> _Exercise goal_
Print each entry verbatim.

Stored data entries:
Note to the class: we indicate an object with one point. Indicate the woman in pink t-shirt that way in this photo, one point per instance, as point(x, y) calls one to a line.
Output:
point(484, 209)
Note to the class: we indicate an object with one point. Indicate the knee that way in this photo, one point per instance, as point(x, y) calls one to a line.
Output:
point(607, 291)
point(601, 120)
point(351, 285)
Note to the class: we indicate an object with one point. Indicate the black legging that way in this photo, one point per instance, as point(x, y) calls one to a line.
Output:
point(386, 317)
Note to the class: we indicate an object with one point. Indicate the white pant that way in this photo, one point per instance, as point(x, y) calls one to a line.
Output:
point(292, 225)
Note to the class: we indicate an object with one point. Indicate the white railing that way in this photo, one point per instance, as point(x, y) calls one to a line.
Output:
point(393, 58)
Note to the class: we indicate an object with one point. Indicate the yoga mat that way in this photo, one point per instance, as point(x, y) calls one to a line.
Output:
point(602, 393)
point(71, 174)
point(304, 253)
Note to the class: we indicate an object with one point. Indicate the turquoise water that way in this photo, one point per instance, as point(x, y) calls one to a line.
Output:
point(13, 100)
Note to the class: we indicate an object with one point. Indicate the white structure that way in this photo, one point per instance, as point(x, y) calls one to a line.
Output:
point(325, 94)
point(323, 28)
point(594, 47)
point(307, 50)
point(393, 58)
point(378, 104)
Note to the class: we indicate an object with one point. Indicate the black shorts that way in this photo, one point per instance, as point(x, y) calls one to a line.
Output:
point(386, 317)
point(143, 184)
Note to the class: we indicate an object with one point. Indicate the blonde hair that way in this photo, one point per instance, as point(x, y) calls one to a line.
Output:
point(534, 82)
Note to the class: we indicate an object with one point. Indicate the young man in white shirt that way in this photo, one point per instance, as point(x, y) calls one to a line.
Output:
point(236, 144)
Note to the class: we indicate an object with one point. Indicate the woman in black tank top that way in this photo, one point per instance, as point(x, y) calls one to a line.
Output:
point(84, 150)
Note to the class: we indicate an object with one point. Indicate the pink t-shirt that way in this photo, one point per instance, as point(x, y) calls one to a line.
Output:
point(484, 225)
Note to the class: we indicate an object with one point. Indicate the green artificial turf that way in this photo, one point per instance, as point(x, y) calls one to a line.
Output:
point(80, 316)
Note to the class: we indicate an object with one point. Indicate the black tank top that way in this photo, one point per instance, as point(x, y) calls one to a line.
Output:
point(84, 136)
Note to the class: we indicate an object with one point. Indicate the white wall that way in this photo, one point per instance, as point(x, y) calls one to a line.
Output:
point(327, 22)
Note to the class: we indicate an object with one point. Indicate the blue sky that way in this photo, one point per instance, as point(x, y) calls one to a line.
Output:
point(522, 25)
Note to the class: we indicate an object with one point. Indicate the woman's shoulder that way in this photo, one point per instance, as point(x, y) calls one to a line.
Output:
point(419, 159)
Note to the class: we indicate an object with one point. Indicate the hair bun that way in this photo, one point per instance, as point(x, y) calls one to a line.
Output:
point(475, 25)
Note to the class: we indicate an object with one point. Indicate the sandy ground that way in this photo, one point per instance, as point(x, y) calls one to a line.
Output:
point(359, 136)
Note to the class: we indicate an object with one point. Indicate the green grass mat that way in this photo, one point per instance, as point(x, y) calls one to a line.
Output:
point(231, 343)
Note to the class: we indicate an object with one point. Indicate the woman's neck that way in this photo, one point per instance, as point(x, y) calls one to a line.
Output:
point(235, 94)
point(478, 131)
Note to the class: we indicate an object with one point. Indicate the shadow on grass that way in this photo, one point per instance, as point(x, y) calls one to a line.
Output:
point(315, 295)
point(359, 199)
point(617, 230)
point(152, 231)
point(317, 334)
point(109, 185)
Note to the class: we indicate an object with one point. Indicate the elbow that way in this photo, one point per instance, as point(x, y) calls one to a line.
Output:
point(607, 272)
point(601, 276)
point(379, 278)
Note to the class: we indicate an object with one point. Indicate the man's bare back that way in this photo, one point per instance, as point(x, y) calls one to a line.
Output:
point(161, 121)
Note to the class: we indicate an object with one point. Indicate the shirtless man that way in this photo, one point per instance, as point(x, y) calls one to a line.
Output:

> _Task response_
Note to the class: we indicate an object with one point. Indicate the woman in pink t-shirt that way in this photo, one point per instance, as point(x, y) calls one to a line.
Output:
point(484, 209)
Note to the class: we indicate an object with one point. Indicate the knee that way in this photo, one point per instance, as point(x, y) calls one to a line.
Output:
point(607, 291)
point(601, 120)
point(351, 285)
Note to the class: we indicate an object with one point. Indicate the black legging that way in this photo, one point per instance, as point(x, y) calls one to a line.
Output:
point(386, 317)
Note to the class: we indicate an object with one point. Indicate the white pant that way in this photo, one point per instance, as point(x, y) calls one to a line.
Output:
point(292, 225)
Note to the class: we indicate an object with one point. Indicate the white railing that way in this photo, one point per instance, as point(x, y) calls one to a line.
Output:
point(393, 58)
Note to the class: we indicate an object with one point. Indicate the yoga mat that way in this photo, one point per instance, as point(x, y) calls one to a line.
Output:
point(602, 393)
point(71, 174)
point(304, 253)
Note to the class: we indicate an object with one point. Indicate the turquoise water that way in this photo, one point per instance, as point(x, y) calls one to a line.
Output:
point(13, 100)
Note to the class: we indicate an object with one point. Indicate the white structure that way in this photo, one point per instance, as point(x, y) calls one to a line.
Output:
point(325, 94)
point(323, 28)
point(594, 47)
point(307, 50)
point(393, 58)
point(378, 104)
Note to the class: we indicate an object with one point. Indicate the black shorts that way in this photo, one point per instance, as point(x, y) calls one to a line.
Output:
point(386, 317)
point(143, 184)
Note to the class: we indicate an object with one point. Indicate the blonde hair that way in this photo, one point per instance, as point(x, y) calls one to a line.
Output:
point(534, 82)
Note to the class: we indicate an object with one point. Indicate the young man in white shirt that way in this photo, one point per instance, as point(x, y) calls one to a line.
Output:
point(236, 144)
Note to the class: we indicate an object with one point. Indicate the woman in black tank top that way in this photo, one point per instance, as point(x, y) calls one to a line.
Output:
point(84, 150)
Note to the class: we indicate an object with one point. Indicate the pink t-shirt that way in this photo, one point per instance, as point(x, y) calls one to a line.
Output:
point(484, 225)
Note to the class: we indicate an object with one point. Indicate the green artificial turf that way in this photo, one point per instance, as point(x, y) calls one to a line.
Output:
point(80, 316)
Note to the class: we indicate an object with one point. Indicate the black tank top that way in this photo, one point per instance, as point(x, y) calls one to a line.
Output:
point(84, 136)
Note to the class: we indicate an object with one point. Indicate the white wall that way in this photo, one point per instance, as point(x, y) calls one to a line.
Output:
point(327, 22)
Note to the class: we indicate an object with one point. Indicate the blue sky that way in this photo, one point per instance, as point(x, y) calls one to a line.
Output:
point(522, 25)
Note to the class: we indicate an object with one point. Indicate the woman's shoulder that way in this photo, one point per instance, as point(x, y) calls one to a line.
Output:
point(419, 159)
Note to the class: we indicate an object with one point. Indicate the hair bun that way in this photo, one point per instance, as point(x, y) calls one to a line.
Output:
point(475, 25)
Note to the class: we indicate an object with one point. Indicate the sandy ground that way in this photo, one point per instance, as point(x, y) calls one to a line.
Output:
point(359, 136)
Note to the class: we indicate an object with one point. Indicate the green grass mat that way in this photo, one point per instance, as point(x, y) calls one to a line.
Output:
point(231, 343)
Note to the class: we indicate an object with one point. Indicate the woman's neck that way in this photo, one point per instance, as point(x, y) calls one to a line.
Output:
point(235, 94)
point(478, 131)
Note to the class: we indicate an object with one point. Indicate the shadow on grass that way in this photo, one point per instance, as point(x, y) calls one to a line.
Output:
point(315, 295)
point(359, 199)
point(617, 230)
point(152, 231)
point(317, 334)
point(109, 185)
Note to the class: we indicate an object with one point. Indicate the elbow that way in this photo, one point per instance, as point(x, y) calls one to a line.
Output:
point(607, 272)
point(601, 276)
point(379, 278)
Note to the class: we indicate an object with one point. Indicate the man's bare back that way in this photo, one point per instance, as point(x, y) calls one to a line.
Output:
point(161, 121)
Note to the class: we indicate an object with one point. Indicate the shirtless man that way in this photo, one point per instance, as point(x, y) calls one to a line.
Output:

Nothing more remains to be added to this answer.